## Exercise material
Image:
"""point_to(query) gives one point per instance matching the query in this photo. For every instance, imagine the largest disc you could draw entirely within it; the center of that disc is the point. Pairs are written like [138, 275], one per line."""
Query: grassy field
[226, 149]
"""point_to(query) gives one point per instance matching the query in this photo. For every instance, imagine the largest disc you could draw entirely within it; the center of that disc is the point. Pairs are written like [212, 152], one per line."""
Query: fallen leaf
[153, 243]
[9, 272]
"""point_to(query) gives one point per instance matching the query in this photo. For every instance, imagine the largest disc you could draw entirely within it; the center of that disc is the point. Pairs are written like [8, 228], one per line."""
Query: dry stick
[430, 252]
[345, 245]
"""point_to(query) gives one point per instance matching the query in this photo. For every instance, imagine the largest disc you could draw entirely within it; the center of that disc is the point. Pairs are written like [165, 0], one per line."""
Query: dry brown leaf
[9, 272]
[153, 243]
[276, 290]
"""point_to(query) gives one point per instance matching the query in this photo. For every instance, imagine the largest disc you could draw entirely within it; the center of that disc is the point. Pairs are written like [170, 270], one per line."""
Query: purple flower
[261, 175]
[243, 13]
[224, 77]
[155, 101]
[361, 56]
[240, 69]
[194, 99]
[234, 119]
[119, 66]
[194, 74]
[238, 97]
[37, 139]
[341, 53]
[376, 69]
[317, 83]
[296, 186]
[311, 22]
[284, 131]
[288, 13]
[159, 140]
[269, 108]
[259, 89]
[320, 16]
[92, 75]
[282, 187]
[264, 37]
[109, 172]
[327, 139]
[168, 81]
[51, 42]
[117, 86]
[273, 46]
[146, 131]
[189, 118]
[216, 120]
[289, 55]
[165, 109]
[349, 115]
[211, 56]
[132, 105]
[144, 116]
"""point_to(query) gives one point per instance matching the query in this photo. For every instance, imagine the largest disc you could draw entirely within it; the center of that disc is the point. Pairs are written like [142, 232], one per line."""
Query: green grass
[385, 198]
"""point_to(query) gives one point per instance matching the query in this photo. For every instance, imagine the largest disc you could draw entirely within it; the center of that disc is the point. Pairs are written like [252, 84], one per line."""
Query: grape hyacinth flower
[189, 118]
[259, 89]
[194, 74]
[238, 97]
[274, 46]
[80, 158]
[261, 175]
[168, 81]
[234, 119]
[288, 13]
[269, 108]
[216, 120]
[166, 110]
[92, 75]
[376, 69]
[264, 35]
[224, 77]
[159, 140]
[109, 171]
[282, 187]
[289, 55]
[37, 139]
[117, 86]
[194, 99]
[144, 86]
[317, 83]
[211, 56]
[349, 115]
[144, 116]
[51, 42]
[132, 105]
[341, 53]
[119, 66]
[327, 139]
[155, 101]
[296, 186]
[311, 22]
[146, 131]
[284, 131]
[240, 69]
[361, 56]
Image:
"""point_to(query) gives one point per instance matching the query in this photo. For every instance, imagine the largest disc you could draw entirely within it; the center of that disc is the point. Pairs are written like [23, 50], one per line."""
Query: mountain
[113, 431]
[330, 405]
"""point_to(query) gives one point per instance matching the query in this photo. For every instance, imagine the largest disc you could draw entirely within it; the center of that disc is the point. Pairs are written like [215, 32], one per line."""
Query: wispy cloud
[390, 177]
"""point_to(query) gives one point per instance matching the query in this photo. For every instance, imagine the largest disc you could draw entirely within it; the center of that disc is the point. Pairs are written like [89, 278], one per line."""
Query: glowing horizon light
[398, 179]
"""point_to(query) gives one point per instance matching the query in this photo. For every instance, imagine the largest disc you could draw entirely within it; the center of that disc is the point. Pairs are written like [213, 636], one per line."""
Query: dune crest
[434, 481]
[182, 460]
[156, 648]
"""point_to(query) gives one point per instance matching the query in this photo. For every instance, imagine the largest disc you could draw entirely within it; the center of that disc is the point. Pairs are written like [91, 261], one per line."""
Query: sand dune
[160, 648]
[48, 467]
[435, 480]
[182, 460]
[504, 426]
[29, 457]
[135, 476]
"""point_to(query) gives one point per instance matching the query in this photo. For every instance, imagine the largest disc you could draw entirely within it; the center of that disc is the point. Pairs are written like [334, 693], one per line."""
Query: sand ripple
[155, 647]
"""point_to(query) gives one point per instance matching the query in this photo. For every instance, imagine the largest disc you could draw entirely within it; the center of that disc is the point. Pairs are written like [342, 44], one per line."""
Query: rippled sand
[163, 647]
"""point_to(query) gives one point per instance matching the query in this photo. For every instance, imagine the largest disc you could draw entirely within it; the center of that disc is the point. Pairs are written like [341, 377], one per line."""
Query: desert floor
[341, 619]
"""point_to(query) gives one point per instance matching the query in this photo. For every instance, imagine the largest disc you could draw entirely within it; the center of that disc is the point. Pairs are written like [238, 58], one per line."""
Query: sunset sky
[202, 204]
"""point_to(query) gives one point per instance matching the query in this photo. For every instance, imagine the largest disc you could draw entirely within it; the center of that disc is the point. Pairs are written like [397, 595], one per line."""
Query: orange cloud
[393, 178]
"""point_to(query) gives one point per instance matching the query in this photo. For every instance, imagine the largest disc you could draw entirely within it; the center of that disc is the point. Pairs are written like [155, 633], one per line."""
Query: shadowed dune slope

## Goal
Your task is to extract the lines running from the one with "[238, 58], one" to the end of the material, inclusive, copying each exactly and adding nothing.

## Final answer
"""point_to(query) gives one point per instance matching the query in this photo. For every instance, imagine the largest disc you could draw entirely within it; the center of that disc is the point. Pairs are written like [238, 58], one per line."""
Query: sunset sky
[202, 204]
"""point_to(query) gives one point per instance matching the query in this photo. For every instance, imagine the largest disc you could draw entirely within it; the center of that disc is the point. Pairs are written like [397, 595], one per line."""
Query: orange cloud
[393, 178]
"""point_to(query) gives one point per instance matching the query in this photo. For every instance, imagine the largest disc you could draw entirely within it; the center of that disc is the point. Pairs are written like [155, 633], one per line."""
Query: shadowed dune slope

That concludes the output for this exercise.